*WORK REQUEST*. The data below should be repeated exactly and in full.

*EXERCISE DATA*.
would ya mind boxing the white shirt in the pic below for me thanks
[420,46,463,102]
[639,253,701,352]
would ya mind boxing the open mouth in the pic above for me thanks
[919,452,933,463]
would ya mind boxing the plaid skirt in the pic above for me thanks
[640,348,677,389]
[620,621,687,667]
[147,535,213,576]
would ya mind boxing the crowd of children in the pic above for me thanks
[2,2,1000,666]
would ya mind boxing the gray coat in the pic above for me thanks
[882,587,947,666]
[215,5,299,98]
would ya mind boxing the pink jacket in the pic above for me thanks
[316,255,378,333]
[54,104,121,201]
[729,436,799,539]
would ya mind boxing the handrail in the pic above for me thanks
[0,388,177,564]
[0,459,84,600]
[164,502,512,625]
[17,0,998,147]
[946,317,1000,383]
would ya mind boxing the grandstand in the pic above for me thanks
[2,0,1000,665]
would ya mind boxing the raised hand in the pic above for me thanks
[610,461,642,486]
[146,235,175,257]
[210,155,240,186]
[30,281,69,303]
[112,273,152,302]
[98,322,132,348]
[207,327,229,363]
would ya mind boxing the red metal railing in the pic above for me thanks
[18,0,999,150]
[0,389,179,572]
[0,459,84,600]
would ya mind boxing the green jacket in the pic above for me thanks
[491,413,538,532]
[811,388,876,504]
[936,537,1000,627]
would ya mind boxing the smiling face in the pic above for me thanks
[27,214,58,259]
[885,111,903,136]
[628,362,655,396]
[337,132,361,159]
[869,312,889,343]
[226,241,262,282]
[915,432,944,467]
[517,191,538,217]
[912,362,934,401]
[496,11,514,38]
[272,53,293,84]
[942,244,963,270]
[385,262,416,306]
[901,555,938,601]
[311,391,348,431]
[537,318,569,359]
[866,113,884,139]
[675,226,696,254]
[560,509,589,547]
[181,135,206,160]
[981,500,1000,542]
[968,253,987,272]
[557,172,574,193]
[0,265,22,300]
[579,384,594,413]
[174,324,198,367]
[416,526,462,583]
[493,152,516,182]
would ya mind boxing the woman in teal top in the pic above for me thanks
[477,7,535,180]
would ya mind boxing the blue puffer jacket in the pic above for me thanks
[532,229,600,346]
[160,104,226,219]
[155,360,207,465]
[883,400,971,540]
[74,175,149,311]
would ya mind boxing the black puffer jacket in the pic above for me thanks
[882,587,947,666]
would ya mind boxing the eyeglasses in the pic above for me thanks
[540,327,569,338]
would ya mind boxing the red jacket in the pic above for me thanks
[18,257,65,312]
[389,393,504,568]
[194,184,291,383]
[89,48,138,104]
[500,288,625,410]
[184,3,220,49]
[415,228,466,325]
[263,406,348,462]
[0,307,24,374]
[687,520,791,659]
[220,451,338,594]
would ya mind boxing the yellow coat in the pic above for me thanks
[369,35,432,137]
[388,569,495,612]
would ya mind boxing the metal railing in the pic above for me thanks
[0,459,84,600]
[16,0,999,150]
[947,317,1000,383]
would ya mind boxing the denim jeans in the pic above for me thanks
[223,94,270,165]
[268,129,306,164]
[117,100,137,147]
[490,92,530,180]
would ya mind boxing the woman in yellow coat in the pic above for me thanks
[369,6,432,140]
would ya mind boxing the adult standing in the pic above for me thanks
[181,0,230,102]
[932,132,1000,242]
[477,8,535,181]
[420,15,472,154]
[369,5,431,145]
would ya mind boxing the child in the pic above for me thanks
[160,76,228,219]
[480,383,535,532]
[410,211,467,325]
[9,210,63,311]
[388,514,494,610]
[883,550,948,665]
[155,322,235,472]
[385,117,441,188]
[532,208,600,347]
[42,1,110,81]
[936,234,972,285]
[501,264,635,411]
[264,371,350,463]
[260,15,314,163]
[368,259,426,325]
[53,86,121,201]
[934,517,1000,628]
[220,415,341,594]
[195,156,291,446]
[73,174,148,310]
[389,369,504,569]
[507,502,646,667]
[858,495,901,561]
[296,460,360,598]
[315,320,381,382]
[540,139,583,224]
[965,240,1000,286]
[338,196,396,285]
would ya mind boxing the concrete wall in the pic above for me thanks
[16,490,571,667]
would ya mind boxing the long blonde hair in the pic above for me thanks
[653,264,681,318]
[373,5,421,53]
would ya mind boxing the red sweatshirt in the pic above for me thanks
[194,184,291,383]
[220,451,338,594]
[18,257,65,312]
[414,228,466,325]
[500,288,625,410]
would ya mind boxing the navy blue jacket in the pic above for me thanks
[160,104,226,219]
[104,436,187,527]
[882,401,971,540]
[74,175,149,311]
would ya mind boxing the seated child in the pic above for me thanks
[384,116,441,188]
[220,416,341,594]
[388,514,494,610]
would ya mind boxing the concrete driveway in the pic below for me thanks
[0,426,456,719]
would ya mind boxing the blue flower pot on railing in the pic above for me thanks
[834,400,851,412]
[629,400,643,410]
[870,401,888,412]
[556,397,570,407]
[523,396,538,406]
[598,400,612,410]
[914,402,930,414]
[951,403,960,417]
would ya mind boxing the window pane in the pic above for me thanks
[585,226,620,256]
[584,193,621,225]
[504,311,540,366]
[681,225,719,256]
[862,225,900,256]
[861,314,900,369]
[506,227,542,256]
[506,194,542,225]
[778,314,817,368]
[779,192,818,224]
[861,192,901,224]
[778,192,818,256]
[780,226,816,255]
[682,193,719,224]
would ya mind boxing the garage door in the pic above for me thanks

*SOLUTION FOR THIS TASK*.
would ya mind boxing the white shirt in the pic below for me thanks
[420,46,463,102]
[639,253,701,352]
would ya mind boxing the open mouth in the pic above for me thanks
[919,452,933,463]
would ya mind boxing the plaid skirt in the pic above for me thanks
[640,348,677,389]
[620,621,687,667]
[147,535,213,576]
would ya mind boxing the crowd of children in the pic above for me thanks
[2,2,1000,666]
would ya mind boxing the gray coat in the pic above for me thanks
[882,587,947,666]
[215,5,299,98]
would ya mind boxing the pink jacket in the pic above for me thanks
[316,255,378,333]
[54,104,121,201]
[729,436,799,539]
would ya mind boxing the handrail in the pic above for me thanks
[0,388,177,564]
[0,459,84,600]
[164,502,512,625]
[17,0,998,147]
[946,317,1000,383]
would ya mind boxing the grandstand in the pic above for me thanks
[2,0,1000,665]
would ya mind boxing the raised hand in the pic above for me thanks
[610,461,642,486]
[146,235,175,257]
[210,155,240,186]
[30,281,69,303]
[112,273,152,302]
[98,322,132,348]
[207,327,229,363]
would ya mind boxing the red metal railing in the pic above for me thanks
[18,0,999,150]
[0,389,179,572]
[0,459,84,600]
would ya mind boxing the green jacket in the pic above for me thanks
[491,413,538,532]
[811,388,876,504]
[936,537,1000,627]
would ya mind boxing the smiling face in the pic above for me thanks
[27,214,58,259]
[885,111,903,136]
[628,362,655,396]
[337,132,361,159]
[869,312,889,343]
[226,241,262,282]
[915,432,944,467]
[517,191,538,217]
[912,362,934,401]
[496,11,514,38]
[272,53,293,84]
[942,244,963,270]
[385,262,416,306]
[901,555,938,601]
[311,391,348,431]
[537,318,569,359]
[866,113,884,139]
[675,226,696,254]
[560,509,589,547]
[181,135,206,160]
[981,500,1000,542]
[968,253,987,272]
[557,172,574,193]
[0,265,22,300]
[579,384,594,413]
[174,324,198,367]
[416,526,462,583]
[493,152,516,182]
would ya mind boxing the woman in teal top in the pic above for me thanks
[477,7,535,180]
would ya mind boxing the blue puffer jacket in the pic above for me thanks
[532,229,600,346]
[160,104,226,219]
[155,360,207,465]
[883,400,971,540]
[74,175,149,311]
would ya mind boxing the black puffer jacket in the pic above for me thanks
[882,587,947,666]
would ya mind boxing the eyeglasses in the pic above for me thanks
[540,327,569,338]
would ya mind boxing the red jacket in the pic above for me thanks
[18,257,65,312]
[389,393,504,568]
[194,184,291,383]
[89,48,138,104]
[500,288,625,410]
[184,3,220,49]
[415,228,466,325]
[263,406,348,462]
[0,307,24,374]
[687,520,791,659]
[220,451,338,594]
would ya mind boxing the yellow coat in the pic above for me thanks
[369,35,432,137]
[388,569,495,612]
would ya mind boxing the metal railing in the pic above for me thanks
[0,459,84,600]
[16,0,999,150]
[947,317,1000,383]
would ya mind boxing the denim jeans in the pic above for me thanks
[223,94,270,165]
[268,129,306,164]
[117,100,137,147]
[490,92,530,180]
would ya mind boxing the woman in yellow coat in the pic above for me thanks
[369,6,432,140]
would ya mind boxing the adult standing in the pic above for me thanks
[181,0,230,102]
[932,132,1000,242]
[477,8,535,181]
[420,15,472,154]
[369,5,431,145]
would ya mind boxing the child in the pic above for me thanks
[160,76,228,219]
[480,383,535,532]
[410,211,467,325]
[9,210,63,311]
[388,514,494,610]
[883,550,948,665]
[155,322,235,472]
[385,117,441,188]
[532,208,600,347]
[42,1,110,81]
[936,234,972,285]
[501,264,635,411]
[264,371,350,463]
[260,15,314,163]
[368,259,426,325]
[53,86,121,201]
[934,517,1000,628]
[220,415,341,594]
[195,156,291,446]
[73,174,148,310]
[389,369,504,569]
[507,502,646,667]
[858,495,901,561]
[296,460,360,598]
[315,320,381,382]
[540,139,583,224]
[965,240,1000,286]
[338,196,396,285]
would ya mind boxing the concrete wall in the pic above for me thanks
[16,490,571,667]
would ya mind boxing the long blonde hair in the pic above for me thanks
[653,264,681,318]
[373,5,421,53]
would ya mind boxing the red sweatshirt in the pic above for me thanks
[194,184,291,383]
[220,451,338,594]
[18,257,65,312]
[414,228,466,325]
[500,288,625,410]
would ya mind boxing the navy blue jacket in the pic above for me thanks
[160,104,226,219]
[104,436,187,527]
[882,401,971,540]
[74,175,149,311]
would ya mind boxing the seated child in the pic above for me thanks
[384,116,441,188]
[220,416,341,594]
[388,514,494,610]
would ya mind boxing the concrete driveway in the pic below for me thanks
[0,426,456,719]
would ya mind boxing the blue flower pot on railing in the pic above for me thanks
[834,400,851,412]
[629,400,643,410]
[870,401,888,412]
[556,397,570,407]
[523,396,538,406]
[598,400,612,410]
[914,402,930,414]
[951,403,960,417]
would ya mind boxing the window pane in the pic above for me thanks
[585,226,620,256]
[584,193,621,225]
[504,311,540,366]
[681,225,719,256]
[862,225,900,256]
[861,314,900,369]
[506,227,542,256]
[506,194,542,225]
[778,314,817,368]
[779,192,818,224]
[861,192,901,224]
[778,192,818,256]
[780,226,816,255]
[682,193,719,224]
would ya mind boxing the garage door in the pic above for me thanks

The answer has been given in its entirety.